*THE INPUT*.
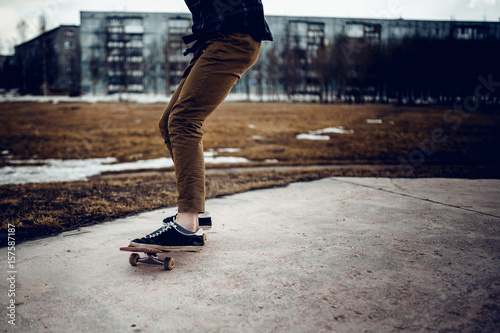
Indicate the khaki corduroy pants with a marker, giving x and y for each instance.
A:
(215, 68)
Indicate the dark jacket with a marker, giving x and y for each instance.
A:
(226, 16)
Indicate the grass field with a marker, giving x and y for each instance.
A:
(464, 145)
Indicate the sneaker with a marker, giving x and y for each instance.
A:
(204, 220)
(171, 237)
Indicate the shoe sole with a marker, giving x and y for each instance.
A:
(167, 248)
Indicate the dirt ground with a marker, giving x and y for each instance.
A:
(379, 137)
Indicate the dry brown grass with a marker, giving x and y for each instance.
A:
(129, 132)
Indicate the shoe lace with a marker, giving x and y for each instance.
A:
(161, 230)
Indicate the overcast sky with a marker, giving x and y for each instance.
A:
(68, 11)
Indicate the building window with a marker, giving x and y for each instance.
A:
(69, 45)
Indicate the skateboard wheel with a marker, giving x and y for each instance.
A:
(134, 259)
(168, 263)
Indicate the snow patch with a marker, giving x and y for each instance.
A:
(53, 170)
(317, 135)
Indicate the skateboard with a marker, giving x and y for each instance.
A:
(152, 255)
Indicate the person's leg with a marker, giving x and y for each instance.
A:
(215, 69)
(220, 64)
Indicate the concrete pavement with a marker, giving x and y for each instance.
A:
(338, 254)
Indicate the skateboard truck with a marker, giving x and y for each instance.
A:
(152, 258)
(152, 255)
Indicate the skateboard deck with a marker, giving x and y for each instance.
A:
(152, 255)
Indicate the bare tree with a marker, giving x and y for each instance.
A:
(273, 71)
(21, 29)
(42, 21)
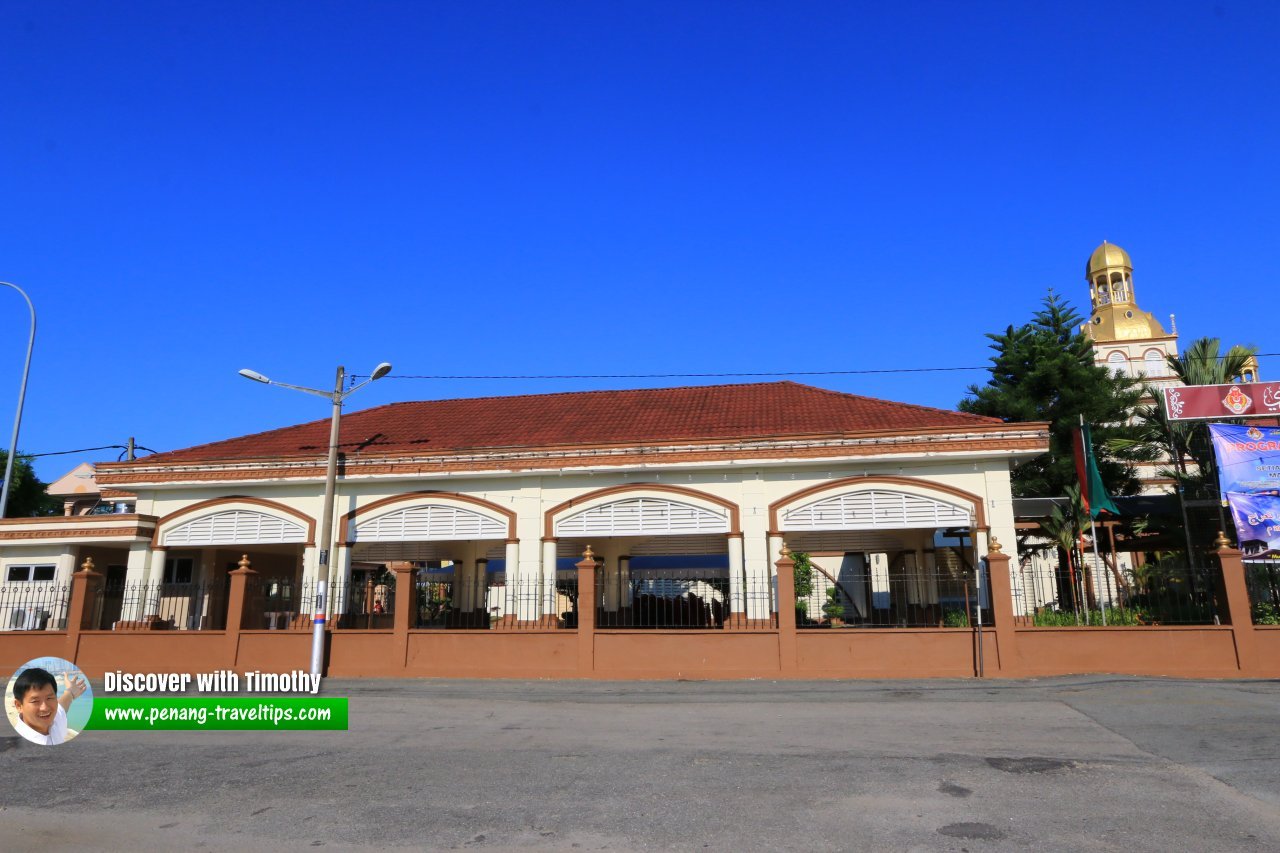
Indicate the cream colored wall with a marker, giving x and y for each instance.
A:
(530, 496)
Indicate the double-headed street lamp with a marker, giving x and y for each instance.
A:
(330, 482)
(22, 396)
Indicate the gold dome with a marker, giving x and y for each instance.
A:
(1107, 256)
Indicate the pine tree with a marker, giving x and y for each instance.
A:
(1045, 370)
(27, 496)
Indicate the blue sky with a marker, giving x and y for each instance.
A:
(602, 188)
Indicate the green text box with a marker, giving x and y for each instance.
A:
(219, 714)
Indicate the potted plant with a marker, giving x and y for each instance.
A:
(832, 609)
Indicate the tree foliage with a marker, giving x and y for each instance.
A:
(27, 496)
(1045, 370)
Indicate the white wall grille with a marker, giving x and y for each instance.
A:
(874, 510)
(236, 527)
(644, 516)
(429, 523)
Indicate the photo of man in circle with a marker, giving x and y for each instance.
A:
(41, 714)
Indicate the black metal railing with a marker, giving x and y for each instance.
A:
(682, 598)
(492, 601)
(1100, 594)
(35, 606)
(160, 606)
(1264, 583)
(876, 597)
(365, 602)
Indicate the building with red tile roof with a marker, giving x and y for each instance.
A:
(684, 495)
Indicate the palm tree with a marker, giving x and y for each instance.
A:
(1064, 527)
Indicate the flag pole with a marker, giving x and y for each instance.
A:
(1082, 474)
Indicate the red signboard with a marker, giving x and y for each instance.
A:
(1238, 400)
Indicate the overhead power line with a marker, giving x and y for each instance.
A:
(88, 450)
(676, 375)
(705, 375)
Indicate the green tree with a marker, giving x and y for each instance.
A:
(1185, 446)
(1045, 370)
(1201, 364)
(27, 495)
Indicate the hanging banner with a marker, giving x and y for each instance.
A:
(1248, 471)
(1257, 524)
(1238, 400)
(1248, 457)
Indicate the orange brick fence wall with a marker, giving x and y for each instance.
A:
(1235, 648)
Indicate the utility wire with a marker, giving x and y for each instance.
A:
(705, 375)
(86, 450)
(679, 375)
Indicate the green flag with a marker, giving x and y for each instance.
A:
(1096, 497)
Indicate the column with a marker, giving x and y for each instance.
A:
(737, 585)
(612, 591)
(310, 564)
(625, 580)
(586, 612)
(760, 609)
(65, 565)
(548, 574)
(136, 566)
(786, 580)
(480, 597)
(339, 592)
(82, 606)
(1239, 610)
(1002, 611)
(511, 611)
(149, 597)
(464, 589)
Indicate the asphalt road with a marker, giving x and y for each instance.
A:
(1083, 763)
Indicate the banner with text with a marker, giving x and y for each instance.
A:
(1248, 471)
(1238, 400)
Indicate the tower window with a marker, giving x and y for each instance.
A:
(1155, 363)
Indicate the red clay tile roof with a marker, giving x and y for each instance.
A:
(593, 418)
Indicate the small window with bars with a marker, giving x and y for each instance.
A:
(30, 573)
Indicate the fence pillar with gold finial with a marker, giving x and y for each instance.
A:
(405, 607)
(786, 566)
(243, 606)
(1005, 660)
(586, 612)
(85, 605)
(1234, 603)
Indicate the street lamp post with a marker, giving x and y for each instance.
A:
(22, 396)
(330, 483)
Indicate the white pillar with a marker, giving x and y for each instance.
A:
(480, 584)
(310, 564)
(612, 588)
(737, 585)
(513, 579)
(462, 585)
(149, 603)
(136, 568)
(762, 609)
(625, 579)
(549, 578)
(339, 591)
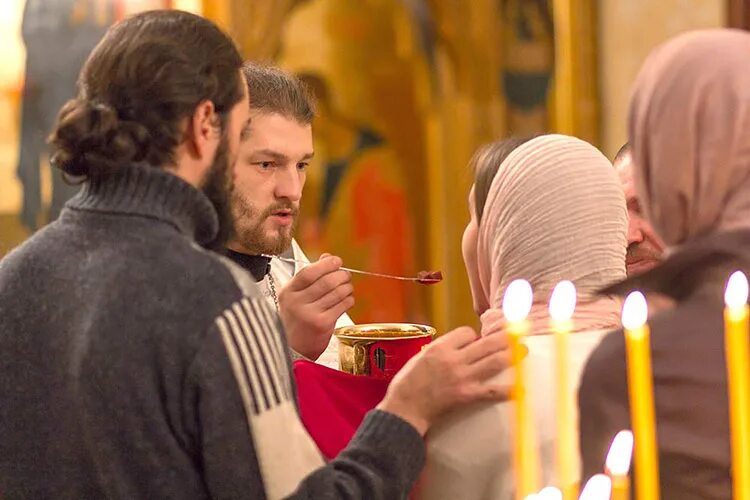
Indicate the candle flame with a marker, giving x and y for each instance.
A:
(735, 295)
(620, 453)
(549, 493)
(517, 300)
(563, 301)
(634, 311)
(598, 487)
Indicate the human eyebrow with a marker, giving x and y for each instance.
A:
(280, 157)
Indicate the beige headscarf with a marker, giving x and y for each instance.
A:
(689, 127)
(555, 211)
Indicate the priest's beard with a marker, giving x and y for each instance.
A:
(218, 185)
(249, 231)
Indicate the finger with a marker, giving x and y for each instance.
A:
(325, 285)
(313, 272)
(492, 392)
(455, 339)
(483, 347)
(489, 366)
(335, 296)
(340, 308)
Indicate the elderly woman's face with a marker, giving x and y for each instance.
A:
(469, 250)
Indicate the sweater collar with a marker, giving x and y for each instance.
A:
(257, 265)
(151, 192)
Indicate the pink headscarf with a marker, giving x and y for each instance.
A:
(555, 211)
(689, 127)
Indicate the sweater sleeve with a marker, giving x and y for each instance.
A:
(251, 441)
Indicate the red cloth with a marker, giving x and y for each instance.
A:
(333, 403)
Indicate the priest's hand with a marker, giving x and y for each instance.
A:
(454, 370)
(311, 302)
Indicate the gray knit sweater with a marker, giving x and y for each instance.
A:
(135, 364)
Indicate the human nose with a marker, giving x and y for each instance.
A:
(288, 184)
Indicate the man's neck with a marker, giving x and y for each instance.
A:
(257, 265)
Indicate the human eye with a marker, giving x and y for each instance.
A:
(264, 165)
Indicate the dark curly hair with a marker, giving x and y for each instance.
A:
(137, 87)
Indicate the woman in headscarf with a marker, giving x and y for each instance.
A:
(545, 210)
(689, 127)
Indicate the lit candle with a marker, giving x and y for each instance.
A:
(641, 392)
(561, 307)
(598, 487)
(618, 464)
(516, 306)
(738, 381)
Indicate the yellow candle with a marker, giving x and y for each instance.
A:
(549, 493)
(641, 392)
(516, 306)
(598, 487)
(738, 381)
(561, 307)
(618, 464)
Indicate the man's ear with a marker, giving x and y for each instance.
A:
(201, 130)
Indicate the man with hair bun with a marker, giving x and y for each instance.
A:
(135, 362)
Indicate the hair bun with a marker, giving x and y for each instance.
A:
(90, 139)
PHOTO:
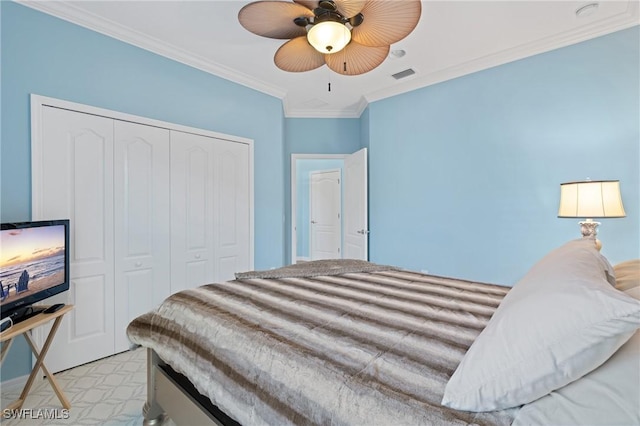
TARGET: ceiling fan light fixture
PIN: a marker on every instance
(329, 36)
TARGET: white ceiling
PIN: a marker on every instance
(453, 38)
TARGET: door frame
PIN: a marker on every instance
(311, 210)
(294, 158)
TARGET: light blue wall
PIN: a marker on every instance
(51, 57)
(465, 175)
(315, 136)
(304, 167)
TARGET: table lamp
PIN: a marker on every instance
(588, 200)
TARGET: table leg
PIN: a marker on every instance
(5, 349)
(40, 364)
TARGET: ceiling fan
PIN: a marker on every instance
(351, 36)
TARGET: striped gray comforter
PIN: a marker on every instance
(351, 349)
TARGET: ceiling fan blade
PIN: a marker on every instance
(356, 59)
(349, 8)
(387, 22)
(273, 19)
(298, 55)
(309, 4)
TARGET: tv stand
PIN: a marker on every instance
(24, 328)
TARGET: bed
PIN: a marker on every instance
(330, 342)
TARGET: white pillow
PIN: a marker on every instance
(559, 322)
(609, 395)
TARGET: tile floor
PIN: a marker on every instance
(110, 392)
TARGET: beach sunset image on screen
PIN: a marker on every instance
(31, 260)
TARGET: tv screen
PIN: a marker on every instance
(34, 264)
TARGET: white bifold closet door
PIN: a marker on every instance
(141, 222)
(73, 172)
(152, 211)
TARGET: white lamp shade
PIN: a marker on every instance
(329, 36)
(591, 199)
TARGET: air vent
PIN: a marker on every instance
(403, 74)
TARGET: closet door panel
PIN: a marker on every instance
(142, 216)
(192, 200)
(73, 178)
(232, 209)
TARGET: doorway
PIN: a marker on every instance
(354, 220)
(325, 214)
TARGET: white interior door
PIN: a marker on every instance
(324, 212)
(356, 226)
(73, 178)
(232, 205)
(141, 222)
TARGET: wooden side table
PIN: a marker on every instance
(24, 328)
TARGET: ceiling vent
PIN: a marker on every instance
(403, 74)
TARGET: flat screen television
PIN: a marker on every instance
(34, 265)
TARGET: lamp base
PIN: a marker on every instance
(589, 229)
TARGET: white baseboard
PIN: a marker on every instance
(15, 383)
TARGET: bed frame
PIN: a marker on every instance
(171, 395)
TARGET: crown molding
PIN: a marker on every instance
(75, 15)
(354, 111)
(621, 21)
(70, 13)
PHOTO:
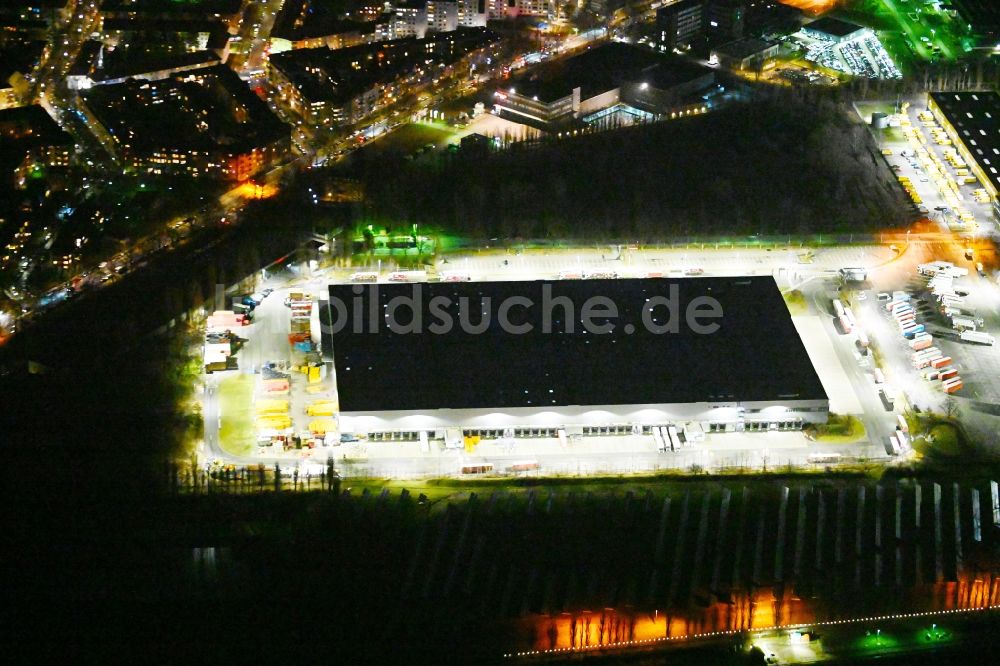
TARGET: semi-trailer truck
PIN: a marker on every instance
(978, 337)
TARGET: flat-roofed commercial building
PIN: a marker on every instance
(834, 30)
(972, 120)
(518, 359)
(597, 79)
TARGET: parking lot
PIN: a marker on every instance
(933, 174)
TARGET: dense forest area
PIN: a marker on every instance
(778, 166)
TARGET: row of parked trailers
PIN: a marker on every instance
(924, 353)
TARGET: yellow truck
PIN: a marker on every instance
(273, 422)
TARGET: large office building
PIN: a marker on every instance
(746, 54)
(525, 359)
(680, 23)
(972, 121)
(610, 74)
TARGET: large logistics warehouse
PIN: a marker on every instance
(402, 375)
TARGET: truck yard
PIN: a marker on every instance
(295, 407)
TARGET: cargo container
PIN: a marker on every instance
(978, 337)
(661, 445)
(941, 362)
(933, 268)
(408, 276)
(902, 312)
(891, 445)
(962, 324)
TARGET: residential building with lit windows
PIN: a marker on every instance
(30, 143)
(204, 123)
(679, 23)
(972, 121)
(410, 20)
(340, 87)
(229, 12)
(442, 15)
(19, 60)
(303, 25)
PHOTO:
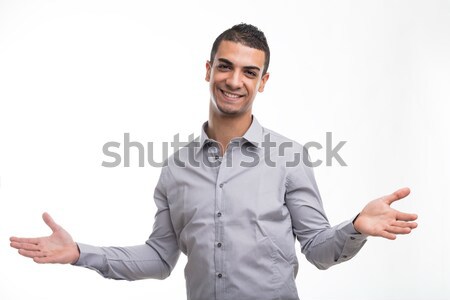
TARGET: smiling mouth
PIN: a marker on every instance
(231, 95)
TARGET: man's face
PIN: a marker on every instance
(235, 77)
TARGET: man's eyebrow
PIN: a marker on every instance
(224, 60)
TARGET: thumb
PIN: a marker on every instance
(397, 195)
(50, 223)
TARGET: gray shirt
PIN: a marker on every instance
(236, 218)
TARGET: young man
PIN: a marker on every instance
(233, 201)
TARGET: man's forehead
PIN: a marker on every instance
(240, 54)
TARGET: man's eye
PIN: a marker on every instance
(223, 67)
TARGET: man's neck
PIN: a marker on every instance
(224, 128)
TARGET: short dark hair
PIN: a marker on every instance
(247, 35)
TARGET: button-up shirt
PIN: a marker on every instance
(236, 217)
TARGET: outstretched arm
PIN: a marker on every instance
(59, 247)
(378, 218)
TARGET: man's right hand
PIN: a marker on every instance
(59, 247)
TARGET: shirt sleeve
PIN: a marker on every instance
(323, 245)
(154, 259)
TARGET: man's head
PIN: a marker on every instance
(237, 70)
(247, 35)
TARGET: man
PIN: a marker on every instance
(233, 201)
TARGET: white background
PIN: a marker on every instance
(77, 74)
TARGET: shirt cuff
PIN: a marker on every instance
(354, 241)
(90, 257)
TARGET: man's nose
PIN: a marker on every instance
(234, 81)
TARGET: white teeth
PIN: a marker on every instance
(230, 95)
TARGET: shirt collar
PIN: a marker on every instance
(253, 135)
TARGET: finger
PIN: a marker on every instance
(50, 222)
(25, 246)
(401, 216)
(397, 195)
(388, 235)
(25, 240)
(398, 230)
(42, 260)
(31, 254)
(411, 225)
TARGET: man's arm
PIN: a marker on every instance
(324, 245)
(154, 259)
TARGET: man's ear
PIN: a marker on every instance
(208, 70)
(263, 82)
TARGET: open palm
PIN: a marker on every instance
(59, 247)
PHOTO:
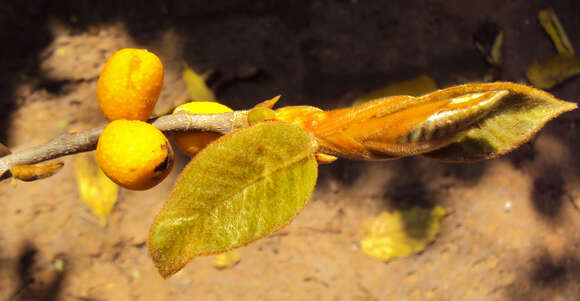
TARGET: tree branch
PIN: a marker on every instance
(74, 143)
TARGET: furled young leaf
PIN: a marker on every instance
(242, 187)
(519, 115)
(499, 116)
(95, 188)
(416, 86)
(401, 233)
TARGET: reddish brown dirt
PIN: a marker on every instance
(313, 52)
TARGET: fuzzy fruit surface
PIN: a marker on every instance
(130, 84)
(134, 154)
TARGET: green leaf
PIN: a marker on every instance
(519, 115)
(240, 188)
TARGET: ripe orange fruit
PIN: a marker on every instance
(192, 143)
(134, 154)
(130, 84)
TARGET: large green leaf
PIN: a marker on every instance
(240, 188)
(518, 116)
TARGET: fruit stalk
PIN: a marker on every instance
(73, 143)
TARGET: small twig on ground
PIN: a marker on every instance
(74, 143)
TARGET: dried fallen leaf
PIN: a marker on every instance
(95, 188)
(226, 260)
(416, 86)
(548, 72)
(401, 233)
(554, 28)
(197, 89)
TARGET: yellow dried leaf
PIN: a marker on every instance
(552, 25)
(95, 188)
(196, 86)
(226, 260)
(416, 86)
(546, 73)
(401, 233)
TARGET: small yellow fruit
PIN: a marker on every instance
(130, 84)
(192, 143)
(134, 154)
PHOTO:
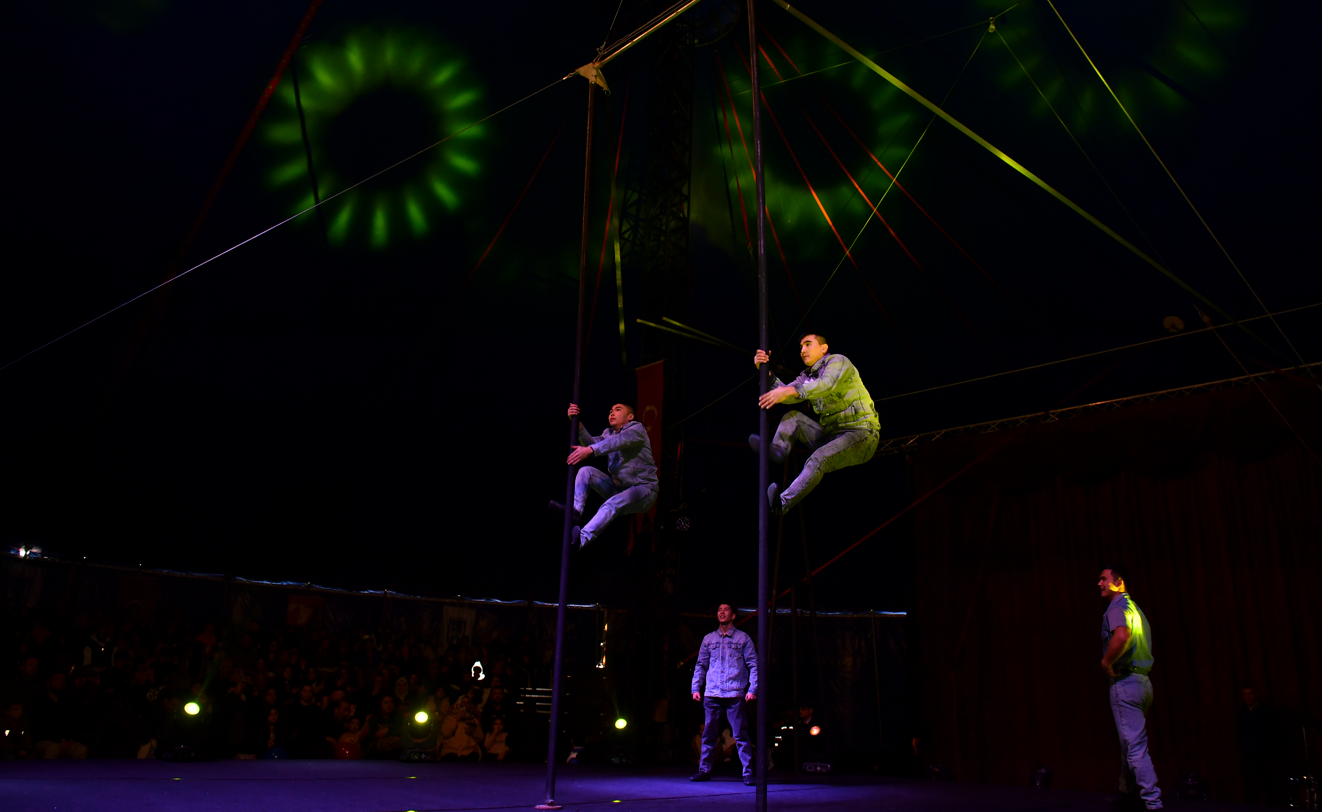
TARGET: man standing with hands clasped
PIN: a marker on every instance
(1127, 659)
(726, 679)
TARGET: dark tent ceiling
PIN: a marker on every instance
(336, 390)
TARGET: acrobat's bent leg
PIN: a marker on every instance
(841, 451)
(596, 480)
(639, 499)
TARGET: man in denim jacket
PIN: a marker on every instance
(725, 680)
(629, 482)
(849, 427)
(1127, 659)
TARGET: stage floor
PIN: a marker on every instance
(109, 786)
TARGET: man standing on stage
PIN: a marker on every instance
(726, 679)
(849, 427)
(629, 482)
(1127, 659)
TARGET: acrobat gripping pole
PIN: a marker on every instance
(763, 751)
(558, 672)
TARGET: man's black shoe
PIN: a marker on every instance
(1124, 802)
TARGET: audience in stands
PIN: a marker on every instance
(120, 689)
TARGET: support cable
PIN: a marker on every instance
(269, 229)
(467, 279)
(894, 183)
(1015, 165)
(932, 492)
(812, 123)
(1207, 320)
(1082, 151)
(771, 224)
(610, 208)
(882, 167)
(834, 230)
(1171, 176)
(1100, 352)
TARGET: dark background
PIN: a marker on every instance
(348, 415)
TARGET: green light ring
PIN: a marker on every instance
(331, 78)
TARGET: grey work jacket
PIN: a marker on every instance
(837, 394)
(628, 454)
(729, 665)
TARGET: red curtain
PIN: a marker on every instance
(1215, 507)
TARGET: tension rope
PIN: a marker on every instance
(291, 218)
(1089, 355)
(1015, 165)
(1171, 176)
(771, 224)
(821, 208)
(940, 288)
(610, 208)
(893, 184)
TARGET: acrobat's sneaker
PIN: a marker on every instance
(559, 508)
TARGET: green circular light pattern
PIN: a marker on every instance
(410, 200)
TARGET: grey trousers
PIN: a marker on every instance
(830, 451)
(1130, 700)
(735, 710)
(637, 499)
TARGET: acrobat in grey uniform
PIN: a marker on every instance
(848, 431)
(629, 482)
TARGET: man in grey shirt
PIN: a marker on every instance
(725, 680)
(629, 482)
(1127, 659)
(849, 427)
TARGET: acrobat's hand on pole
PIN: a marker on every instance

*CHALLENGE*. Every line from the one containing "TARGET: tension rope" through the last line must be copied exactly; leave out the rest.

*WRITTEN ANSWER*.
TARGET: tension rope
PIN: a marker on every instance
(291, 218)
(1089, 355)
(1015, 165)
(1171, 176)
(771, 224)
(821, 208)
(940, 288)
(610, 208)
(893, 184)
TARGET: acrobat's sneaker
PIN: a marker on every instance
(559, 508)
TARGET: green circular light pattern
PIN: a marker on every instance
(410, 200)
TARGET: grey trousers
PIN: a marker on every instance
(830, 451)
(1130, 700)
(735, 710)
(637, 499)
TARGET: acrobat in grey uniform
PIN: a marker on every instance
(848, 431)
(629, 482)
TARGET: man in grey shirt
PIN: a marker on every instance
(725, 680)
(629, 482)
(1127, 659)
(849, 427)
TARGET: acrobat's hand on pole
PIN: a marker on every instance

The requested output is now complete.